Tag Archives: ipad

Got NAS? Creating a Digital Media Solution

(Author’s note: This post is for those not as familiar with the full extent of digital media tools, apps and hardware; there are a multitude of solutions out there and this is to bring the subject to the wider audience).

In this age of digital media, everyone is taking photos (JPGs), listening to music (MP3, OGG, FLAC), taking videos (MP4, DivX, MPG, MKV) – and there are plenty of other formats for each of those to choose as an alternative. Equally, there are many ways to consume those formats – Desktop, Laptop, tablets, PDA, phone.. the list goes on.

Over time you may come to realise that you have lots of files everywhere (SD cards, hard drives, USB memory sticks, Facebook, etc). – You probably have also wondered how can you organise them a little better so you don’t have to go to one place for pictures, another for music, etc. etc.

If you’ve not heard of NAS (or Network Attached Storage) already then this might be the answer for you!

What is NAS?

A NAS drive is one or more 3.5″ hard drives contained in an enclosure along with some additional bits and pieces to make it more than just a hard drive. For the technically minded, those bits and pieces are a network port, sometimes a USB port (to enable attachment of other USB devices including printers) and typically a micro kernal flavour of Linux allowing some other features such as the ability to automatically download .torrent files, FTP access, user management, etc. If you’re wanting yet more info, check out the Wiki article on it.

Dataset records on object locations:
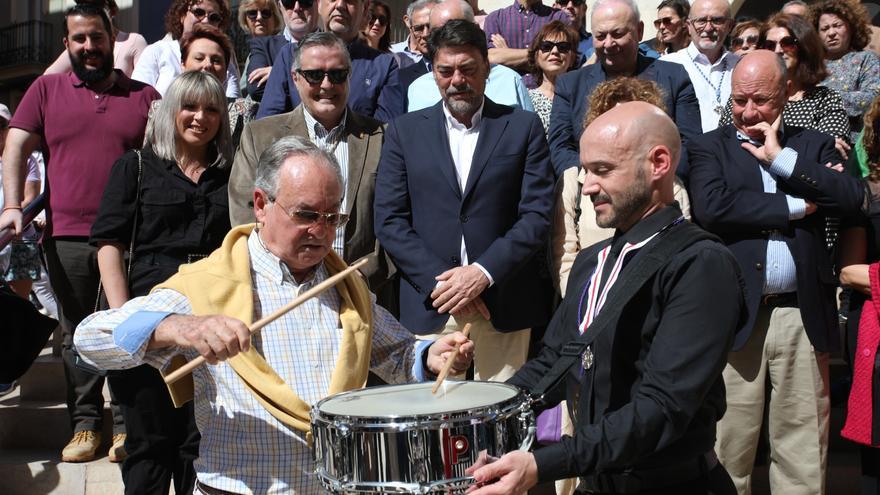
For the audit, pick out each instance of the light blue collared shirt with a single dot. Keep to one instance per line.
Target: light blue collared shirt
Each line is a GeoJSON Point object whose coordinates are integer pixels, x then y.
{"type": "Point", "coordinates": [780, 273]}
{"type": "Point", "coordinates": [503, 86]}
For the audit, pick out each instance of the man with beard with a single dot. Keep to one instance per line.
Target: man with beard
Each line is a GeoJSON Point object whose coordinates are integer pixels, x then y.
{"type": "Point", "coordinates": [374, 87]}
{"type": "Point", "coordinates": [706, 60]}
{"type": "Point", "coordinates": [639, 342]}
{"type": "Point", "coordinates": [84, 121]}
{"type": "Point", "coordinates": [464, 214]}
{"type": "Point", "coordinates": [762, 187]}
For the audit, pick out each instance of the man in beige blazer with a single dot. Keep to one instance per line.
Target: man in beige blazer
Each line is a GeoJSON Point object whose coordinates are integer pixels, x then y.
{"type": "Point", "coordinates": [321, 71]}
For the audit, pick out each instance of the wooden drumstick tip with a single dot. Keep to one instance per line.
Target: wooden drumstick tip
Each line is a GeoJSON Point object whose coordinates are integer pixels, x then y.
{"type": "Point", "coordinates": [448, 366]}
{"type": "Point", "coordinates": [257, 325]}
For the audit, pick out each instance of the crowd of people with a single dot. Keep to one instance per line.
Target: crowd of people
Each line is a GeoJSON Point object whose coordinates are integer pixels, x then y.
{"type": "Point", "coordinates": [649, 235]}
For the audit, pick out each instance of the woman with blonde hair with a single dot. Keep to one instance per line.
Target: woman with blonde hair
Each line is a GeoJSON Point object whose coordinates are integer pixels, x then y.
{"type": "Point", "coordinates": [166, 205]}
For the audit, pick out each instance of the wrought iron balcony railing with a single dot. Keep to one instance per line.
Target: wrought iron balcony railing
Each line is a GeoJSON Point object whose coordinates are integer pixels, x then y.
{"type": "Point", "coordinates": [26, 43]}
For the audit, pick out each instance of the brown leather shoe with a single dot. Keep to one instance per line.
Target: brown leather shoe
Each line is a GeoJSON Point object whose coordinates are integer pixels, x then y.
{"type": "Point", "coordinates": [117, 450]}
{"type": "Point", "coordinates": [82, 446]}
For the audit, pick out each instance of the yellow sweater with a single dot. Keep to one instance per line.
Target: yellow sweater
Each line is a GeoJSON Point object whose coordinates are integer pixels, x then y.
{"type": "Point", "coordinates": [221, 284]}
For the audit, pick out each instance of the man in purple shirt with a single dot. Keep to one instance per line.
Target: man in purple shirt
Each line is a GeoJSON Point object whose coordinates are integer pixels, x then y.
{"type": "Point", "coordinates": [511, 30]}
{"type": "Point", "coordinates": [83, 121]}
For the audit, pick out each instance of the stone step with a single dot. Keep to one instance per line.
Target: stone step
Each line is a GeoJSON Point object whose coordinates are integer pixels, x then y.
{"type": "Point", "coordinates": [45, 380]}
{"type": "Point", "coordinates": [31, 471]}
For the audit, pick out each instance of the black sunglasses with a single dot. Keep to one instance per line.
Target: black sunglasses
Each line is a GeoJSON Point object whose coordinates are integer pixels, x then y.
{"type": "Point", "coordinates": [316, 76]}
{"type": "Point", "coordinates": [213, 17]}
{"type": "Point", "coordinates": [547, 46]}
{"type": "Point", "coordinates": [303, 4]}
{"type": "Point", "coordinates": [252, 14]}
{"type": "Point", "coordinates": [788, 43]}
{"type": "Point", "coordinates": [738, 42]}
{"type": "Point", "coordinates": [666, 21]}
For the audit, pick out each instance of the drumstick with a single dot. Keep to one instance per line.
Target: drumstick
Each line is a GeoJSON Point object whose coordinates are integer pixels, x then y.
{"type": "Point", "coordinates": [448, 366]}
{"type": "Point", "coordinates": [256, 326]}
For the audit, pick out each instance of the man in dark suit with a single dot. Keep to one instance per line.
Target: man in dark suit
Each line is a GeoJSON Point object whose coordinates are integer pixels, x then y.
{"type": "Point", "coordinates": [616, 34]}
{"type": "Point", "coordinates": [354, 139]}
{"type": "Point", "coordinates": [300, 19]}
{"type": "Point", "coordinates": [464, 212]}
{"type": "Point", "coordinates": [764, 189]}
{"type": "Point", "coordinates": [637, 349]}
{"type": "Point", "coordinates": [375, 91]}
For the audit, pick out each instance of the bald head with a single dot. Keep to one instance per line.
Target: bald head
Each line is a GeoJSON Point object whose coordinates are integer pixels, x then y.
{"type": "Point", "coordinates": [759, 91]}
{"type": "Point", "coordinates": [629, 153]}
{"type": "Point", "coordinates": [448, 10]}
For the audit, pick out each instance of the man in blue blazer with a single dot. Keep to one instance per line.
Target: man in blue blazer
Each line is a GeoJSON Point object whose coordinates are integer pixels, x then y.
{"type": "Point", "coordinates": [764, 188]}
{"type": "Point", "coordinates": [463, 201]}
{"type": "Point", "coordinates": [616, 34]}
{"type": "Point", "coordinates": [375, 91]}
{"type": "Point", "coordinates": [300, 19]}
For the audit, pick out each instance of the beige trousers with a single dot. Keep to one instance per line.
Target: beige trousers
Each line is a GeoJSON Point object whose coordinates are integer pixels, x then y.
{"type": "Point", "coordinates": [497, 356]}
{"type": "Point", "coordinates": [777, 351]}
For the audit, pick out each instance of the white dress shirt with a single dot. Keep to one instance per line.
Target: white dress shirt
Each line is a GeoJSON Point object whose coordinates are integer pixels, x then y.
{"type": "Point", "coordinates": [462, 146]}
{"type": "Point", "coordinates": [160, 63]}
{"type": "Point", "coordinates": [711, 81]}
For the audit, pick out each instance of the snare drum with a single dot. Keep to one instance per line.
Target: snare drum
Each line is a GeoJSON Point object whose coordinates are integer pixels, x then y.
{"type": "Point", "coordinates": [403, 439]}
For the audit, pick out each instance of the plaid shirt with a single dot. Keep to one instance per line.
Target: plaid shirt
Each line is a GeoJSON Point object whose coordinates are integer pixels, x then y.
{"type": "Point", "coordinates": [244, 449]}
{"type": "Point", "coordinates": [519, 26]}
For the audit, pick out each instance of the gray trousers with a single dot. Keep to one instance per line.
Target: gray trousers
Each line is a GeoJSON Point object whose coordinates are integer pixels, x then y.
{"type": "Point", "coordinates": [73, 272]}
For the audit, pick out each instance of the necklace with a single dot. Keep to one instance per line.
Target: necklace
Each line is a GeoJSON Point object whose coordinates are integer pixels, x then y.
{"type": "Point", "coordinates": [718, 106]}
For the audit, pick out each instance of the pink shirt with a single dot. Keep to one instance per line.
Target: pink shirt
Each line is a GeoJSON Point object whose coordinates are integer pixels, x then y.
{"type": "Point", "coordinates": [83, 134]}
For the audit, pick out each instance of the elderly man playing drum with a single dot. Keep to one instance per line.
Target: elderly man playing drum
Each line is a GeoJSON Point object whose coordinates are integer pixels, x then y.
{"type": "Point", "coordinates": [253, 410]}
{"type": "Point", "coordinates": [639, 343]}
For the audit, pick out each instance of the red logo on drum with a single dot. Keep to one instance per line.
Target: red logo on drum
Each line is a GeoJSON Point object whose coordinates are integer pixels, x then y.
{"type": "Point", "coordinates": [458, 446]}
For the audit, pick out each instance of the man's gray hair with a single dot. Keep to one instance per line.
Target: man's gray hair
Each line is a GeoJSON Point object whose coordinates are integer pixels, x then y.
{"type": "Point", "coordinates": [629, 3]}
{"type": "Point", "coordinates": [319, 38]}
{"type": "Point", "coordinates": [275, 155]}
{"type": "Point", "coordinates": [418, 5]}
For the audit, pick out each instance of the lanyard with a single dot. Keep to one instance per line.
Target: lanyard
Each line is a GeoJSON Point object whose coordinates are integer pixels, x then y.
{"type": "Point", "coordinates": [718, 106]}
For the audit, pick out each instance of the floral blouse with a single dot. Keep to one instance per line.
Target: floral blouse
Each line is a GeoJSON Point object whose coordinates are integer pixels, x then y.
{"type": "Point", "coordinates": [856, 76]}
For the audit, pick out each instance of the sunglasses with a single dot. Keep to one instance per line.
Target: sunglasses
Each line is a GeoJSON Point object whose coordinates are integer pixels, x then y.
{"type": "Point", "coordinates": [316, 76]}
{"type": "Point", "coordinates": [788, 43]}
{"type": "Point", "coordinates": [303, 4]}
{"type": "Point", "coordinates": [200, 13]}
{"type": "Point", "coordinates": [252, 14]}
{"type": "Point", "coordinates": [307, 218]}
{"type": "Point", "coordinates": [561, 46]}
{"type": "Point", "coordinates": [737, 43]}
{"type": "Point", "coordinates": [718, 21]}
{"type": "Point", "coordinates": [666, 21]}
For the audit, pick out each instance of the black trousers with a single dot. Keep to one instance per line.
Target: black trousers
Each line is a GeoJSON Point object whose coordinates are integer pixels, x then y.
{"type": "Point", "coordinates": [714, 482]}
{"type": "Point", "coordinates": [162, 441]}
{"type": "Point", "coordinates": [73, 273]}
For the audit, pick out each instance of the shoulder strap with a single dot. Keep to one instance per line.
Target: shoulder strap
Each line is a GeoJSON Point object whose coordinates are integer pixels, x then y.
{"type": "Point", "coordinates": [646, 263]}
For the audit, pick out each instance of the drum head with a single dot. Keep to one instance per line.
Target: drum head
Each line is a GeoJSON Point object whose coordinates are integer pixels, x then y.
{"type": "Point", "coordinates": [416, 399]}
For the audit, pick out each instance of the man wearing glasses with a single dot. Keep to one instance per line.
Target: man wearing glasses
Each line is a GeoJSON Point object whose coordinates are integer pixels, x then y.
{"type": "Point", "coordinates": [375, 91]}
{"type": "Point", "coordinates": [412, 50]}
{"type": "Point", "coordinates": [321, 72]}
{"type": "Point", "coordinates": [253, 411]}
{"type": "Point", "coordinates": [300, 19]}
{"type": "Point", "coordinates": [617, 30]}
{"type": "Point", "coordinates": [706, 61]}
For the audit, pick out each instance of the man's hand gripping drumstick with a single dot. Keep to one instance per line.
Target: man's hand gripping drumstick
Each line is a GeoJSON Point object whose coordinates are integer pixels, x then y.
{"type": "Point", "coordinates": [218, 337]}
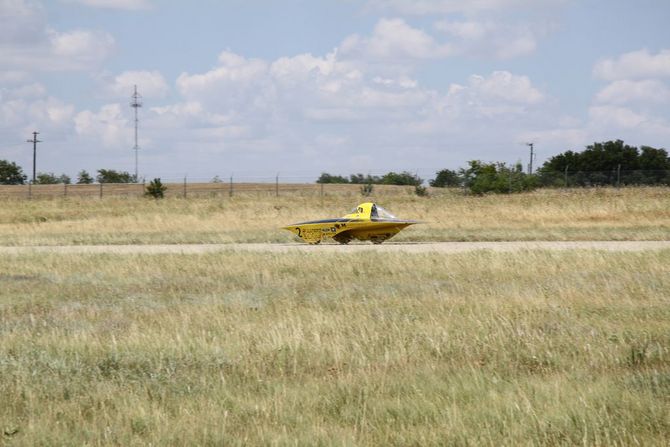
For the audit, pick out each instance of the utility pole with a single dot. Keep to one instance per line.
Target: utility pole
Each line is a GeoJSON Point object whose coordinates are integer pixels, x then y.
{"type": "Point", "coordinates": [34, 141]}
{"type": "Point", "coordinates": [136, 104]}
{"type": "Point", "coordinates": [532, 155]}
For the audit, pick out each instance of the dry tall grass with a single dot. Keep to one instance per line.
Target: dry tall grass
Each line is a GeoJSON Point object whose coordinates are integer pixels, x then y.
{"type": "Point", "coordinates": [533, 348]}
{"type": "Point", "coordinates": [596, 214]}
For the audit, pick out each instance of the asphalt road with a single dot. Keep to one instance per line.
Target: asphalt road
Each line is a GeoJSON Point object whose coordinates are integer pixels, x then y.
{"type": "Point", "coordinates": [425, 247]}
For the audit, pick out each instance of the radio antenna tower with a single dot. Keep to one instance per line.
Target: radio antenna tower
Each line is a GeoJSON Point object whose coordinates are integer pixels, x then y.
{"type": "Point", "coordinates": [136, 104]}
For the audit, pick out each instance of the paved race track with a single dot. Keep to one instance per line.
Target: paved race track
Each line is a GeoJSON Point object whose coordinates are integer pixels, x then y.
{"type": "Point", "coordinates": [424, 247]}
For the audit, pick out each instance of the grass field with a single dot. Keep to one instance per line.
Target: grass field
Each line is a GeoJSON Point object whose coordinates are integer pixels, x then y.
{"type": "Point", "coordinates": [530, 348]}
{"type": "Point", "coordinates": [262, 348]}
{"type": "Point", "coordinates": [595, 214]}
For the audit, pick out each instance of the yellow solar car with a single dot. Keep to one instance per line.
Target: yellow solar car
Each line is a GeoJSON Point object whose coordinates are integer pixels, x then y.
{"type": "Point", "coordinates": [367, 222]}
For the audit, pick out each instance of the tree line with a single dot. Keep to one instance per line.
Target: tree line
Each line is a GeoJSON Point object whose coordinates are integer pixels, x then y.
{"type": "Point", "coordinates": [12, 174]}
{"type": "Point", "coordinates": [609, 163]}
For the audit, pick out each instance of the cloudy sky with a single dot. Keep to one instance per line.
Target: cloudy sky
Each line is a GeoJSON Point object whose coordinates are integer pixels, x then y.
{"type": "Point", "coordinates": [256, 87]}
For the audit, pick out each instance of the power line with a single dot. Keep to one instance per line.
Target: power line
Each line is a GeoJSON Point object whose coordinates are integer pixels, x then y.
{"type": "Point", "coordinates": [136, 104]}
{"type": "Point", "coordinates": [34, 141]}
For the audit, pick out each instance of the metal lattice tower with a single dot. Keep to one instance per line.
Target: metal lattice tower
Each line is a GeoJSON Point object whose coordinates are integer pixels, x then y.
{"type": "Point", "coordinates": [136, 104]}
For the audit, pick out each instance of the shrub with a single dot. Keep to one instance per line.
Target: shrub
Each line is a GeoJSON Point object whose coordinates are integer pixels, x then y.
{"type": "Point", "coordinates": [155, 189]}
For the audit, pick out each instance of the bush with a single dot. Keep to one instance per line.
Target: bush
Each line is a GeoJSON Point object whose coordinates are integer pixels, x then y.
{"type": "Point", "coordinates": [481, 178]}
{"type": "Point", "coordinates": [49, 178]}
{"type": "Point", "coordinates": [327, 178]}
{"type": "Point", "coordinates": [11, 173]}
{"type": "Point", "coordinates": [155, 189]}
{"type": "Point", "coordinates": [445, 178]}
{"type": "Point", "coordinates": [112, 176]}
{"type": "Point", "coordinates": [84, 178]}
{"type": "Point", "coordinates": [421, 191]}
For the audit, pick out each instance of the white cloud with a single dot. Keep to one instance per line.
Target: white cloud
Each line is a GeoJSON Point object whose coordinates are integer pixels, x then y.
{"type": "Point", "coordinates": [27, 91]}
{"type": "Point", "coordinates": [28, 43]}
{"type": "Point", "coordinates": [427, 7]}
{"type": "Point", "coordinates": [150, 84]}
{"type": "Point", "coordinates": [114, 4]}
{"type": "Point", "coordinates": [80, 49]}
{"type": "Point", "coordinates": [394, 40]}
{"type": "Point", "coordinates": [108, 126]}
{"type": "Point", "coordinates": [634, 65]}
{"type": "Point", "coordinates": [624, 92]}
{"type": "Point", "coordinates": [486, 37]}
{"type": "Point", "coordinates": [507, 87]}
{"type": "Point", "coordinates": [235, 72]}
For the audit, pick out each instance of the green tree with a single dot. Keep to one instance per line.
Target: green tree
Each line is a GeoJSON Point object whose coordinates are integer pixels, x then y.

* [INSTRUCTION]:
Please answer these questions using the NAS post above.
1. What does NAS stand for?
2. What size are the hard drives held in a NAS enclosure?
3. Which three music formats does the post list?

* [CORRECT OUTPUT]:
1. Network Attached Storage
2. 3.5″
3. MP3, OGG and FLAC